Recorded data
☆ ☆ ☆ ☆

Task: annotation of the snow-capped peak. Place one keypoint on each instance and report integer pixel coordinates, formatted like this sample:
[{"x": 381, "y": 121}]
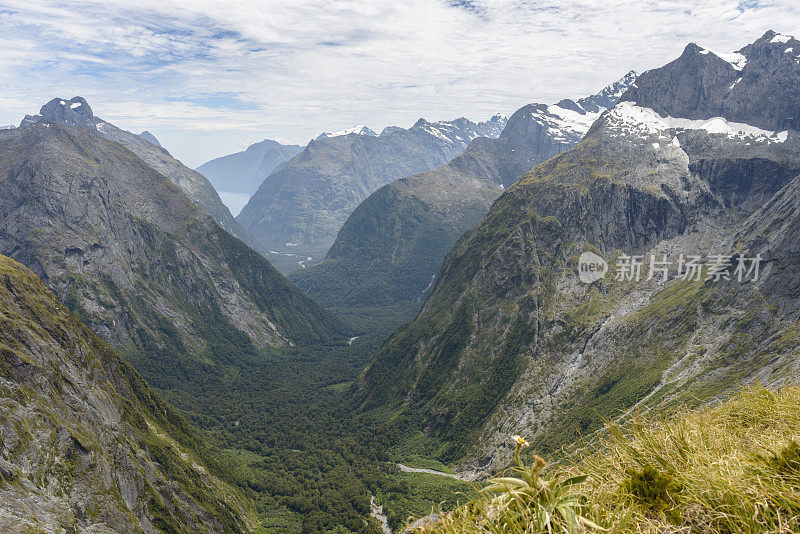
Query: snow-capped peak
[
  {"x": 779, "y": 38},
  {"x": 358, "y": 130},
  {"x": 736, "y": 59},
  {"x": 628, "y": 119}
]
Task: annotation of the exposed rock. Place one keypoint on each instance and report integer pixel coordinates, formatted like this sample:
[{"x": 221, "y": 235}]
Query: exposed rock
[{"x": 89, "y": 447}]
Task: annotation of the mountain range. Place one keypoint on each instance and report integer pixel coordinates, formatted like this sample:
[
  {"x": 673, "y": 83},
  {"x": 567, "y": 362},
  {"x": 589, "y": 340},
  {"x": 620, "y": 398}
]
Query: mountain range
[
  {"x": 510, "y": 339},
  {"x": 129, "y": 252},
  {"x": 85, "y": 445},
  {"x": 244, "y": 171},
  {"x": 298, "y": 209},
  {"x": 389, "y": 250}
]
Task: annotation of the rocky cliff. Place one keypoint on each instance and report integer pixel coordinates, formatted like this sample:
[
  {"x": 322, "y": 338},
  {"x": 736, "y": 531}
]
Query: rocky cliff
[
  {"x": 511, "y": 341},
  {"x": 85, "y": 445},
  {"x": 298, "y": 210}
]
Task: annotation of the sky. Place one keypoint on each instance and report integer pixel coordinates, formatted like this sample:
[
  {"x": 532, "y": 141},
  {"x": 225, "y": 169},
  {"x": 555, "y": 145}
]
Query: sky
[{"x": 211, "y": 77}]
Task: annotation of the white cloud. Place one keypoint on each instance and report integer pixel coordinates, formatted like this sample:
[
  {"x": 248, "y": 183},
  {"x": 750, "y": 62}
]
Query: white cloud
[{"x": 293, "y": 68}]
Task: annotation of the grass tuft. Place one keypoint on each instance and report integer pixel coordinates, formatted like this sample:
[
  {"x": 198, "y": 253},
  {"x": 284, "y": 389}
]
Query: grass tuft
[{"x": 732, "y": 467}]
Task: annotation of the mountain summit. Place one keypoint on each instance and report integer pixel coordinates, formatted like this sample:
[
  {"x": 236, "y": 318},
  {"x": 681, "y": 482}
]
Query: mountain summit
[
  {"x": 696, "y": 161},
  {"x": 298, "y": 209},
  {"x": 388, "y": 252},
  {"x": 76, "y": 112}
]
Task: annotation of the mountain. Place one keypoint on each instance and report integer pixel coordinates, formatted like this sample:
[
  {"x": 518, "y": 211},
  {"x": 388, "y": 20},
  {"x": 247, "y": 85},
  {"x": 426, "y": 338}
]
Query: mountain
[
  {"x": 150, "y": 138},
  {"x": 512, "y": 341},
  {"x": 298, "y": 210},
  {"x": 244, "y": 171},
  {"x": 358, "y": 130},
  {"x": 755, "y": 85},
  {"x": 140, "y": 263},
  {"x": 85, "y": 445},
  {"x": 77, "y": 112},
  {"x": 391, "y": 247}
]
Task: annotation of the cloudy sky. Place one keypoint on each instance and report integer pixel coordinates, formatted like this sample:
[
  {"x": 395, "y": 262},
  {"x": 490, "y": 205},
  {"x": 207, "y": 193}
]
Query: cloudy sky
[{"x": 210, "y": 77}]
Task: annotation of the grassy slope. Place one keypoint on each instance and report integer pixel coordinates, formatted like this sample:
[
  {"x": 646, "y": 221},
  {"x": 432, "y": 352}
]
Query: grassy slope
[
  {"x": 31, "y": 318},
  {"x": 733, "y": 467}
]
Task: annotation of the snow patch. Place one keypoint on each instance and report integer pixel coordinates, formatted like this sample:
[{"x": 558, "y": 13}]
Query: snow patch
[
  {"x": 627, "y": 118},
  {"x": 736, "y": 59}
]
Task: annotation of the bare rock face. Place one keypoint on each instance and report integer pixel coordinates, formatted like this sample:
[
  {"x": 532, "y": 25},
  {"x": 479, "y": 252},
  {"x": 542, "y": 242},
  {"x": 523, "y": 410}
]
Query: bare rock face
[
  {"x": 128, "y": 251},
  {"x": 299, "y": 208},
  {"x": 758, "y": 85},
  {"x": 391, "y": 247},
  {"x": 85, "y": 446},
  {"x": 76, "y": 112},
  {"x": 510, "y": 341}
]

☆ ☆ ☆ ☆

• WORK TO DO:
From the data above, write out everything exactly except the pictures.

• ANSWER FOR THIS EXERCISE:
Task: annotation of the snow-capped peak. Place one keypoint on each instance and report integer pixel coordinates, formatted like this sample:
[{"x": 381, "y": 121}]
Query: snow-capped peak
[
  {"x": 779, "y": 38},
  {"x": 358, "y": 130},
  {"x": 736, "y": 59},
  {"x": 628, "y": 119}
]
Task: annotation of the exposed rock. Place one keypoint on each instance and report integer pixel coordinates, formatted like this sample:
[{"x": 221, "y": 235}]
Query: exposed rock
[{"x": 89, "y": 447}]
Task: annotation of the mountain range. Place one keypoint on each instance and report integer pixel coordinates, formatted like this sample:
[
  {"x": 673, "y": 83},
  {"x": 567, "y": 362},
  {"x": 589, "y": 340},
  {"x": 620, "y": 398}
]
Query: mountain range
[
  {"x": 510, "y": 339},
  {"x": 129, "y": 252},
  {"x": 85, "y": 445},
  {"x": 244, "y": 171},
  {"x": 298, "y": 209},
  {"x": 389, "y": 250}
]
Task: annotation of the rocky cliff. Place one keypoint on each instance and report integer pixel coordinates, formatted like this sample:
[
  {"x": 322, "y": 338},
  {"x": 736, "y": 531}
]
Query: rocky cliff
[
  {"x": 511, "y": 341},
  {"x": 85, "y": 445},
  {"x": 298, "y": 210}
]
Task: annotation of the sky. Place one keypoint on each instance and report integer pixel coordinates, formatted like this sample:
[
  {"x": 532, "y": 141},
  {"x": 225, "y": 169},
  {"x": 555, "y": 145}
]
Query: sky
[{"x": 211, "y": 77}]
Task: annotation of the white cloud. Place one keypoint on each instance and report integer pixel coordinates, formatted like this sample:
[
  {"x": 248, "y": 183},
  {"x": 750, "y": 62}
]
Query: white cloud
[{"x": 293, "y": 68}]
Task: annotation of the grass tuft. Place one keypoint on each instance and report integer pixel coordinates, formatted like this sample:
[
  {"x": 198, "y": 253},
  {"x": 284, "y": 389}
]
Query: grass tuft
[{"x": 732, "y": 467}]
Task: annotation of the mountain summit. Place one keypoint on each instance and report integer pixel coordinates, formatted like this sample:
[
  {"x": 236, "y": 318},
  {"x": 681, "y": 482}
]
Query: mountain summit
[
  {"x": 696, "y": 161},
  {"x": 298, "y": 209},
  {"x": 388, "y": 252},
  {"x": 76, "y": 112}
]
Task: annotation of the mountain. Place one keypoint on each instance and report integer pixel coordinates, formatted like this sample:
[
  {"x": 518, "y": 211},
  {"x": 388, "y": 20},
  {"x": 247, "y": 85},
  {"x": 426, "y": 338}
]
Query: mountain
[
  {"x": 150, "y": 138},
  {"x": 512, "y": 341},
  {"x": 298, "y": 210},
  {"x": 244, "y": 171},
  {"x": 358, "y": 130},
  {"x": 755, "y": 85},
  {"x": 140, "y": 263},
  {"x": 85, "y": 445},
  {"x": 77, "y": 112},
  {"x": 391, "y": 247}
]
Task: annotation of the cloudy sky. Place one keypoint on each instance and report integer pixel coordinates, formatted like this sample:
[
  {"x": 395, "y": 262},
  {"x": 490, "y": 205},
  {"x": 207, "y": 193}
]
Query: cloudy sky
[{"x": 210, "y": 77}]
Task: annotation of the grassy slope. Place one keypoint on each instance and report integer pixel coordinates, formatted like this sample:
[
  {"x": 646, "y": 221},
  {"x": 432, "y": 352}
]
Query: grassy slope
[
  {"x": 31, "y": 318},
  {"x": 733, "y": 467}
]
Task: annotation of the snow patch. Place one keypoint on each instance and report integer pixel coordinates, formatted like this sample:
[{"x": 558, "y": 13}]
Query: snow patch
[
  {"x": 627, "y": 118},
  {"x": 736, "y": 59}
]
Task: annotation of the bare rock face. Place one keypoint on each instance and report integer pixel coordinates, formatted like this sample:
[
  {"x": 532, "y": 25},
  {"x": 479, "y": 252},
  {"x": 542, "y": 242},
  {"x": 523, "y": 410}
]
Query: bare rock face
[
  {"x": 128, "y": 251},
  {"x": 299, "y": 208},
  {"x": 758, "y": 85},
  {"x": 391, "y": 247},
  {"x": 85, "y": 446},
  {"x": 76, "y": 112},
  {"x": 510, "y": 341}
]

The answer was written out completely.